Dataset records
"""

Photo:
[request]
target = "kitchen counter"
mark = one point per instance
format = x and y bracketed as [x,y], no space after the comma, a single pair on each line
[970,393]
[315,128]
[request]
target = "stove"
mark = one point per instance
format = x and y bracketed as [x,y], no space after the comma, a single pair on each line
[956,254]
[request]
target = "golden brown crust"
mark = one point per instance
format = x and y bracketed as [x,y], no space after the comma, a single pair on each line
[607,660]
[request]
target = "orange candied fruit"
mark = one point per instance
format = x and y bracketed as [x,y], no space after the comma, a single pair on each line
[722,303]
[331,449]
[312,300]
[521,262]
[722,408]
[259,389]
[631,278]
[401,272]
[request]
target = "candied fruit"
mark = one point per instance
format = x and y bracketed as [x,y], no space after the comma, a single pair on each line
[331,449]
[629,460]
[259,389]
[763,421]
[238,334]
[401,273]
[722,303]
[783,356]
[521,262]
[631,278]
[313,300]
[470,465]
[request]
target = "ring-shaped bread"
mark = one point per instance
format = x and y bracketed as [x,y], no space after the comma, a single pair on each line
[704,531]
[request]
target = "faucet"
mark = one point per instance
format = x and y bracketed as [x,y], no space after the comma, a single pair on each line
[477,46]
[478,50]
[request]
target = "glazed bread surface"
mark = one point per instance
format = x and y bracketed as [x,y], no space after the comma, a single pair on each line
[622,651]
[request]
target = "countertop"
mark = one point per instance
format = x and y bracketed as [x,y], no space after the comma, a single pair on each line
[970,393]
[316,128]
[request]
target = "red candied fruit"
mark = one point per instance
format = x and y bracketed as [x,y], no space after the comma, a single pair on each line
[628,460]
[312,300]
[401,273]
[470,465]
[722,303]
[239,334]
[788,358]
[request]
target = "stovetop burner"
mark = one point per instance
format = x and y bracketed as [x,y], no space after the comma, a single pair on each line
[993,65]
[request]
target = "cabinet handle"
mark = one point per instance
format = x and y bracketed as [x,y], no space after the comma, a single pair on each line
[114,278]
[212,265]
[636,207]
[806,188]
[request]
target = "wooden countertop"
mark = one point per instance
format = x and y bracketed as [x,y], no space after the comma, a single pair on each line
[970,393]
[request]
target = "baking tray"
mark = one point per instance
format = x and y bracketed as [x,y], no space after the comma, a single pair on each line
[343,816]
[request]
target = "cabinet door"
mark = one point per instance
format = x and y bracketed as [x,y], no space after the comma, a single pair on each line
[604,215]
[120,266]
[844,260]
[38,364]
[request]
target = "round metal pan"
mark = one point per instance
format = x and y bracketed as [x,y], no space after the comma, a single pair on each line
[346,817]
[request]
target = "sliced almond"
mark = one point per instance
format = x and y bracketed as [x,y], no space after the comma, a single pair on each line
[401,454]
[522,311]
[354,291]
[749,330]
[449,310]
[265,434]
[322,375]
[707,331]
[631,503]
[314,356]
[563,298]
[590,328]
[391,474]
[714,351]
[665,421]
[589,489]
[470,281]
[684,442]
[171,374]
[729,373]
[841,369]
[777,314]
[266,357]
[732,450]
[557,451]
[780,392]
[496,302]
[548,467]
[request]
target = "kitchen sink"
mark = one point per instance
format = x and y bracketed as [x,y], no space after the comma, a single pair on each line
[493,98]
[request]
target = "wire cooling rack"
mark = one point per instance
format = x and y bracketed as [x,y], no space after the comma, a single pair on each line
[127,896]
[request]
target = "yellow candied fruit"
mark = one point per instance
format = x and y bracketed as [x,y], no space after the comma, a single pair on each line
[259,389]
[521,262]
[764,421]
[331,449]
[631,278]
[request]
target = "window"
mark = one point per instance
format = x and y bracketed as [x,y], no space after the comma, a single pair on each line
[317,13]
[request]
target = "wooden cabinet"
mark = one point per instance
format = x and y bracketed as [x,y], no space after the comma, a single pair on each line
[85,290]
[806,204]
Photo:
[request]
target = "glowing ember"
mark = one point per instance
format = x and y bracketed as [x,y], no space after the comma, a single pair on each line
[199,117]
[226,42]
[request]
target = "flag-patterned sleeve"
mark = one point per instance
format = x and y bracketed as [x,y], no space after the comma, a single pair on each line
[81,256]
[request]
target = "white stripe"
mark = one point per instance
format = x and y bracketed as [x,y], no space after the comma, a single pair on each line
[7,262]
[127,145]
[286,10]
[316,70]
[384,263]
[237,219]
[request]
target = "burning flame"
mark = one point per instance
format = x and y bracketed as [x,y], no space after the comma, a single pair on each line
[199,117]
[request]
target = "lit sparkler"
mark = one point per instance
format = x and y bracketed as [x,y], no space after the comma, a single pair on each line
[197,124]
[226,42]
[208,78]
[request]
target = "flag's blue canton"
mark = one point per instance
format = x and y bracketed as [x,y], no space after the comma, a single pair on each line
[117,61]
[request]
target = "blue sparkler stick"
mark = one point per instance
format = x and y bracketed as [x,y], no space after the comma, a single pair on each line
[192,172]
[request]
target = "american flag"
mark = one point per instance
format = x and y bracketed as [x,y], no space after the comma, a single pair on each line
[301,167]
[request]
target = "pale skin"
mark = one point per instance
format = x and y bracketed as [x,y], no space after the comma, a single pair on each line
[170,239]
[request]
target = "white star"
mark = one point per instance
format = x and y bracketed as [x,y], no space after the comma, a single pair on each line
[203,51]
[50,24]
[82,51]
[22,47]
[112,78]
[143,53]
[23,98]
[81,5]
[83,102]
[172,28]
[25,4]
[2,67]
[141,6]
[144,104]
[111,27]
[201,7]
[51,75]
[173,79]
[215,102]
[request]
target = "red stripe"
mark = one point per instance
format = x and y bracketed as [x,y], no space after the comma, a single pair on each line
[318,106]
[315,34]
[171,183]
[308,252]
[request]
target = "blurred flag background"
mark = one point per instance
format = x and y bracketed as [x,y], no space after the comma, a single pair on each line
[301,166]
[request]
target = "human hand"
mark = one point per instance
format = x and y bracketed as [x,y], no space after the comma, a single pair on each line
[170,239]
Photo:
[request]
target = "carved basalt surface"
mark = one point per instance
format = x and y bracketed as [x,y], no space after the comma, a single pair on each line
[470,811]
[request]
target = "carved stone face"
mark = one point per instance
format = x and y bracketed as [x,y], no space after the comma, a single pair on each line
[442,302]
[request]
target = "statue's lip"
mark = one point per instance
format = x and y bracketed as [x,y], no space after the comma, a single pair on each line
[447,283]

"""

▶ GOAL
Quote the data above in full, changing nothing.

▶ EXERCISE ANSWER
Photo:
[request]
target = "kitchen counter"
mark = one point per instance
format = x and y bracketed as [x,y], no space after the comma, a single pair on each line
[970,393]
[315,128]
[request]
target = "stove"
mark = one point per instance
format = x and y bracketed as [x,y], no space after the comma, a single pair on each line
[956,254]
[request]
target = "golden brown crust"
mark = one point per instance
format = x and y bracketed as [x,y], no space after the comma, a single pair on each line
[607,660]
[request]
target = "orange candied fruit"
mark = one point per instance
format = x and y bracketed as [x,y], no space after the comma, a single pair on each line
[722,303]
[331,449]
[312,300]
[521,262]
[722,408]
[259,389]
[631,278]
[401,272]
[request]
target = "candied fruit"
mark = one point per instance
format = x and y bracketed as [x,y], no space after the comma, a single pair on each line
[331,449]
[629,460]
[259,389]
[763,421]
[238,334]
[401,273]
[722,303]
[783,356]
[521,262]
[631,278]
[313,300]
[470,465]
[request]
target = "ring-shaped bread"
mark = one point per instance
format = x and y bracketed as [x,y], no space after the comma, a single pair on each line
[704,531]
[request]
target = "faucet"
mark = one point per instance
format = x and y bracketed as [x,y], no space after the comma, a single pair on each line
[477,46]
[478,50]
[request]
target = "glazed bread surface"
mark = one point per instance
format = x and y bracketed as [x,y], no space after the comma, a single pair on each line
[622,651]
[request]
target = "countertop"
mark = one point per instance
format = x and y bracketed as [x,y], no space after the comma, a single pair on each line
[970,393]
[316,128]
[request]
target = "red candied fruit"
mark = one point per instance
format = x and y bracketed as [x,y], no space after the comma, a single pair on each line
[628,460]
[312,300]
[401,273]
[470,465]
[722,303]
[239,334]
[788,358]
[request]
target = "stovetop burner"
mark = one point per instance
format = x and y bracketed as [x,y], no space after the comma, a single pair on each line
[993,65]
[request]
target = "cabinet handle"
mark = one point per instance
format = x and y bracketed as [x,y], no space after the comma, a single pair on each line
[114,278]
[212,265]
[636,207]
[806,188]
[request]
target = "wooden countertop"
mark = one point per instance
format = x and y bracketed as [x,y], no space after the comma, a single pair on each line
[970,393]
[request]
target = "baking tray"
mark = one point per instance
format = x and y bracketed as [x,y], no space after the comma, a single pair on each line
[343,816]
[request]
target = "cabinet door"
mark = one point per instance
format = x and y bracketed as [x,y], no space after the comma, a single pair on each line
[604,215]
[120,266]
[844,260]
[38,364]
[request]
target = "round metal pan"
mark = one point per instance
format = x and y bracketed as [x,y], no space after the comma, a single pair on each line
[346,817]
[request]
target = "sliced almond"
mark = one point per instance
format = x and y bracketed as [x,y], no space after the comma, a single pair on each line
[401,454]
[522,311]
[354,291]
[749,330]
[449,310]
[265,434]
[322,375]
[707,331]
[631,503]
[314,356]
[563,298]
[590,328]
[391,474]
[714,351]
[665,421]
[589,489]
[470,281]
[684,442]
[171,374]
[729,373]
[841,369]
[777,314]
[266,357]
[732,450]
[557,451]
[780,392]
[496,302]
[548,467]
[request]
target = "kitchen sink"
mark = one point per instance
format = x and y bracketed as [x,y], no space after the comma, a single pair on each line
[493,98]
[request]
target = "wire cooling rack"
mark = one point per instance
format = x and y bracketed as [x,y], no space after the comma, a single pair on each line
[127,896]
[request]
target = "yellow candied fruit"
mark = one point per instance
format = x and y bracketed as [x,y], no space after the comma, a single pair on each line
[259,389]
[521,262]
[764,421]
[331,449]
[631,278]
[request]
target = "window"
mark = one point per instance
format = x and y bracketed as [x,y], no space after the comma, a single pair on each line
[317,13]
[request]
target = "wooden cabinet"
mark = one point per instance
format = x and y bracketed as [x,y], no space after the comma, a single pair on each line
[85,290]
[806,204]
Photo:
[request]
target = "glowing ember"
mark = one point per instance
format = x and y bracketed as [x,y], no space after the comma, a single pair on each line
[199,117]
[226,42]
[request]
target = "flag-patterned sleeve"
mark = one point per instance
format = x and y bracketed as [x,y], no space after the comma, a single pair on each line
[81,256]
[request]
target = "white stripe"
mark = one point per instance
format = x and y bracketed as [x,y], no space after the comma, a single pair on each line
[7,262]
[127,145]
[286,10]
[316,70]
[384,263]
[237,219]
[request]
target = "burning flame"
mark = one point per instance
format = x and y bracketed as [x,y], no space after the comma, a single pair on each line
[199,117]
[request]
target = "lit sparkler"
mark = one point per instance
format = x and y bracketed as [x,y], no space after the comma, a single pair on each line
[197,124]
[226,42]
[208,78]
[request]
target = "flag's blue canton"
mark = one point per instance
format = x and y bracketed as [x,y], no space after the comma, a single pair on each line
[117,61]
[request]
target = "blue sparkler stick"
mark = one point per instance
format = x and y bracketed as [x,y], no space after the comma, a single pair on each line
[192,172]
[request]
target = "american flag"
mark = one point per instance
format = x and y bracketed as [x,y], no space after the comma, a single pair on each line
[301,167]
[request]
target = "pale skin"
mark = one point per instance
format = x and y bracketed as [x,y], no space after the comma, a single pair on each line
[170,239]
[request]
target = "white star"
mark = one point per instance
format = x and y bracketed as [x,y], no space after the comma, a single pair on each line
[203,51]
[50,24]
[82,51]
[22,47]
[112,78]
[143,53]
[23,98]
[81,5]
[83,102]
[172,28]
[25,4]
[2,67]
[141,6]
[144,104]
[111,27]
[201,7]
[51,75]
[173,79]
[215,102]
[request]
target = "red stripe"
mark = one point per instance
format = x and y bracketed as [x,y], no space after the comma, a single pair on each line
[318,106]
[315,34]
[171,183]
[308,252]
[request]
target = "blurred flag background"
mark = one point per instance
format = x and y bracketed as [x,y], no space after the comma, a single pair on each line
[301,166]
[request]
target = "human hand"
mark = one point per instance
format = x and y bracketed as [x,y], no space after the comma, a single pair on each line
[170,239]
Photo:
[request]
target = "carved basalt surface"
mark = one point per instance
format = x and y bracketed as [x,y], no space after the comma, a single pair on each line
[470,811]
[request]
target = "carved stone face"
mark = one point per instance
format = x and y bracketed as [x,y], no space after the comma, a single pair on each line
[442,302]
[request]
target = "statue's lip"
mark = one point per instance
format = x and y bracketed as [x,y], no space after the comma, a single pair on each line
[447,283]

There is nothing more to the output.